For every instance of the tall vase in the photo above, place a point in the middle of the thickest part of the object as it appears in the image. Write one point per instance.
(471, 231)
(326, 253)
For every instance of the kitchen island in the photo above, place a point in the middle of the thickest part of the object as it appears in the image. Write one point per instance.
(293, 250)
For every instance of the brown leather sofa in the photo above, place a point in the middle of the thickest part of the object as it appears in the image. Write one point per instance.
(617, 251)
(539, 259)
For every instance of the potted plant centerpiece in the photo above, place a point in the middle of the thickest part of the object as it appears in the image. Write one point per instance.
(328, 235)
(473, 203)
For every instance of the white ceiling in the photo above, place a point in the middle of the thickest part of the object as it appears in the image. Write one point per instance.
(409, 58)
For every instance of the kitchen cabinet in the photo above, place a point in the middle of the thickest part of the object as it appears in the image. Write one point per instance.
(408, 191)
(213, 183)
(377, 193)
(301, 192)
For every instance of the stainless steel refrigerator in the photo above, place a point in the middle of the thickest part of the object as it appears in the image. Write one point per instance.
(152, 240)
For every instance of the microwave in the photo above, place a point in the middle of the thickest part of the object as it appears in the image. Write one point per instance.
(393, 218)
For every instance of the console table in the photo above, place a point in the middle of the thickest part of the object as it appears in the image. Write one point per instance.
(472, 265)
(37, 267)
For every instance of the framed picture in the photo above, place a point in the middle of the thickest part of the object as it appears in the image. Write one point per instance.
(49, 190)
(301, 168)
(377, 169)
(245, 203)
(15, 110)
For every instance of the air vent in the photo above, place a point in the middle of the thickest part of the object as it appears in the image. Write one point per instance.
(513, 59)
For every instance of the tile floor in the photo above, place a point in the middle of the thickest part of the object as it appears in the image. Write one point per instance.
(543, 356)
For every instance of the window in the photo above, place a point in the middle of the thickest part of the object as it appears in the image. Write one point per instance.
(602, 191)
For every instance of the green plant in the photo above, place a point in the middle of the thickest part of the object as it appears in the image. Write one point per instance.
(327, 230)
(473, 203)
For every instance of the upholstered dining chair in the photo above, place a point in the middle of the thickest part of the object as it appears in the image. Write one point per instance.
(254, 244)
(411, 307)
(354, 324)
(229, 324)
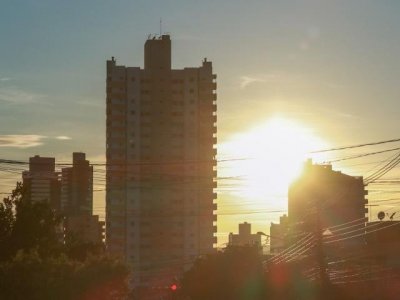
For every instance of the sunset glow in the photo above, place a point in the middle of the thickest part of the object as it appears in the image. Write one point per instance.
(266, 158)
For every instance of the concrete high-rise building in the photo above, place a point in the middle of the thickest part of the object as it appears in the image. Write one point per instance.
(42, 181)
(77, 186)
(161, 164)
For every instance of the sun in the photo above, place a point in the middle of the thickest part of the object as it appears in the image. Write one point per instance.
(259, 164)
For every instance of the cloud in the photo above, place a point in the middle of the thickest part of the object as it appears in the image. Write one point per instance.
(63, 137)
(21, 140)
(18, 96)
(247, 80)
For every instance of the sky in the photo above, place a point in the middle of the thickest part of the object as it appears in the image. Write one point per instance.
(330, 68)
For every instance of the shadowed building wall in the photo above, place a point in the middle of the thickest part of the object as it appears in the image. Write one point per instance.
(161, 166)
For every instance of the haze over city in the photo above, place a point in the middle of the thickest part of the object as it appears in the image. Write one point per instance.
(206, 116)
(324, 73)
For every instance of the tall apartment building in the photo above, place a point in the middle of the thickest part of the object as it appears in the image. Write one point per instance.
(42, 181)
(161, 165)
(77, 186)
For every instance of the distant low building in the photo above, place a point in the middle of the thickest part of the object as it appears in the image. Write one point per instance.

### Exercise instructions:
Could you output all of the entries above exactly? Leave the pictures out.

### Response to this task:
For every instance of the tall vase in the photo above, place a point in the middle of the thickest part of the object as it appears in the image. Write one point per instance.
(471, 231)
(326, 253)
For every instance of the kitchen island in the photo above, place a point in the middle of the thickest part of the object as it appears in the image. Write one point per instance.
(293, 250)
For every instance of the brown leather sofa in the photo above, place a point in the middle of the thickest part of the object as it appears in the image. Write one point per instance.
(617, 251)
(539, 259)
For every instance of the potted plant centerpiece in the photo above, place a point in the middle of the thickest part of the object as it appears in the image. Write one point per instance.
(328, 235)
(473, 203)
For every instance of the white ceiling in the photo above, place a point in the middle of the thickest part of the object as it appears in the image. Write one point per instance.
(409, 58)
For every instance of the kitchen cabinet in the photo above, place a point in the middle of the thickest part of the object as it appears in the image. Write one point per instance.
(408, 191)
(213, 183)
(377, 193)
(301, 192)
For every instance of the stainless steel refrigerator in the photo above, place a point in the middle of the thickest part of the object as it appears in the image. Write one point per instance.
(152, 240)
For every instance of the microwave in the photo above, place a point in the middle of the thickest part of the object as it appears in the image. Write one point per instance.
(393, 218)
For every instance of the console table in the photo above, place a point in the middle of the thickest part of the object as it appears in the image. Write one point per instance.
(472, 265)
(37, 267)
For every instance of the framed picture in the photo above, place a point in the middle of the thickest part of the object as it appears in the image. Write one point per instance.
(49, 190)
(301, 168)
(377, 169)
(245, 203)
(15, 110)
For every instance of the air vent in the photo above, place a point in the middle of the thickest part of the object as it appears in the image. Write one point per instance.
(513, 59)
For every instance of the tile floor in the photo above, place a point in the middle of the thickest part of the object as it appears in the image. Write one point per instance.
(543, 356)
For every instance of the window in the photo above, place a point in the middle of the thickest part of the object as it appears in the image. Write one point per instance.
(602, 191)
For every instance of the green plant in the photo above, place a point in the middle of the thickest part of the object as it appears in the image. Write one point per instance.
(327, 230)
(473, 203)
For every instance of the upholstered dining chair in the photo above, place a point in the middle of the thickest part of the object as it appears in the image. Write one point per instance.
(254, 244)
(411, 307)
(354, 324)
(229, 324)
For every instance of the sunset glow in the photo above, place a point in the middle of the thickest part of the object as it appears in the image. Write one point per instance.
(266, 158)
For every instance of the concrete high-rise building in the photo above, place a point in the middle of the thickest part of the object as it appears in the image. Write one point per instance.
(42, 181)
(77, 186)
(161, 164)
For every instance of the sun in the photo above, place a point in the middle of the thickest part of the object as it appears in the image. Write one point per instance.
(259, 164)
For every instance of the cloud in the photo above, place a point in the middle of the thickest part of the object as it appears in the image. Write one point per instance.
(63, 137)
(21, 140)
(18, 96)
(247, 80)
For every instance of the sky in the photo above, place a point in the middle of the thickest part of the object as it appears in the image. Write one point per instance.
(330, 68)
For every instance of the shadowed building wall in the photo above, place a point in the middle of the thickest part of the object as it appears in the image. Write one point per instance.
(161, 166)
For every instance of the haze over city in the photo above, place a point in the middle of the thickest part of the object as it appears in the image. Write one point per instance.
(206, 116)
(324, 73)
For every instance of the tall apartment building in the photo above, place a point in the middle of the thickest part of the object as it appears in the image. Write one point per instance.
(42, 181)
(161, 165)
(77, 186)
For every instance of the distant low building in the photo above, place a point in the middle of the thickest part of the object as it appears in the image. Write one point per instance.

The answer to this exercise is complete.